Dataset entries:
* Begin *

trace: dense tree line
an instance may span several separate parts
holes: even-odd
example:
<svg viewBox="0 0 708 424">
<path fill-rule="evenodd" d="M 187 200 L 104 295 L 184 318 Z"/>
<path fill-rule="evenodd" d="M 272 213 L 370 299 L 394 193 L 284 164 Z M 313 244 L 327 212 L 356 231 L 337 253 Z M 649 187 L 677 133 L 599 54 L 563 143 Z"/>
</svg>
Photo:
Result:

* End *
* Begin *

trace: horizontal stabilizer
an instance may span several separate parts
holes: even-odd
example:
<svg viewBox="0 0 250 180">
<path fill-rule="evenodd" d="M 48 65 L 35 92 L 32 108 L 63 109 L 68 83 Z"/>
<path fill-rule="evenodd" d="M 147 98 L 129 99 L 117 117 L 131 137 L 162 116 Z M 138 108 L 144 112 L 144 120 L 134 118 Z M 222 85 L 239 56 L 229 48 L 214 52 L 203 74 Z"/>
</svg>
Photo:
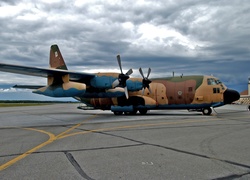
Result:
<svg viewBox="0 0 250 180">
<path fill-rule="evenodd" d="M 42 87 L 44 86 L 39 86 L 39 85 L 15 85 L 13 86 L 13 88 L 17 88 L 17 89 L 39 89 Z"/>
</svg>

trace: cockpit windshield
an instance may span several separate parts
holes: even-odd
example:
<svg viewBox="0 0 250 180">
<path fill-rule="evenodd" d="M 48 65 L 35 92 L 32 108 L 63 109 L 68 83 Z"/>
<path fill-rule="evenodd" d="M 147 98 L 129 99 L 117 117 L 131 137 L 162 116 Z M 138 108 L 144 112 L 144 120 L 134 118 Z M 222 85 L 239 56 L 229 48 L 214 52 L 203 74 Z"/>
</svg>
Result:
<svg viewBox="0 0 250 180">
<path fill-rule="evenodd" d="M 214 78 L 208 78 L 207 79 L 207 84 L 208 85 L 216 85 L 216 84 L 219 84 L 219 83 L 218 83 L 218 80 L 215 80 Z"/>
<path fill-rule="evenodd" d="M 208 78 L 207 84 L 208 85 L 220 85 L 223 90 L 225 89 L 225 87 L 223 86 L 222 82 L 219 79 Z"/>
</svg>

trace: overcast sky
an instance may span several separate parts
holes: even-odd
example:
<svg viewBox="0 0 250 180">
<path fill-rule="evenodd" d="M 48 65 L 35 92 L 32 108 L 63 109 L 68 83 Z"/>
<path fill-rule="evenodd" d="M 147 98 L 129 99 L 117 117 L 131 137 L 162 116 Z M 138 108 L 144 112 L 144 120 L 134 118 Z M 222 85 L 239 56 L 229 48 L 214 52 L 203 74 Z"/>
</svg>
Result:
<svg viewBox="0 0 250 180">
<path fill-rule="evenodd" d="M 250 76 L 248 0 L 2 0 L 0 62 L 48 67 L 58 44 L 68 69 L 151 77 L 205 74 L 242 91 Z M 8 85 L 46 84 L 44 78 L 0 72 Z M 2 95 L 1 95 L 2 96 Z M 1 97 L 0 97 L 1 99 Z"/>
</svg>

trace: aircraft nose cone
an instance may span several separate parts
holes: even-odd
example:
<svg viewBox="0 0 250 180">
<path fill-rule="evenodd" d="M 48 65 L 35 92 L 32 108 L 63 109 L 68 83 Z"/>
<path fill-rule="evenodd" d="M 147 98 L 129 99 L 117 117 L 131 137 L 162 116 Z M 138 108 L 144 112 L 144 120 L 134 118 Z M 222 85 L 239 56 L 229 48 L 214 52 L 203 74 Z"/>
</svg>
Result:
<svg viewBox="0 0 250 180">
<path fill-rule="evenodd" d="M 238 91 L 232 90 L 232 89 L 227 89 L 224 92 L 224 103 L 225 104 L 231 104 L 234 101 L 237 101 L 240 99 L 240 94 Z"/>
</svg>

* End *

Extract each line of the records that contains the string "trace". Case must match.

trace: dense tree line
trace: horizontal stabilizer
trace: cockpit windshield
trace: overcast sky
trace: aircraft nose cone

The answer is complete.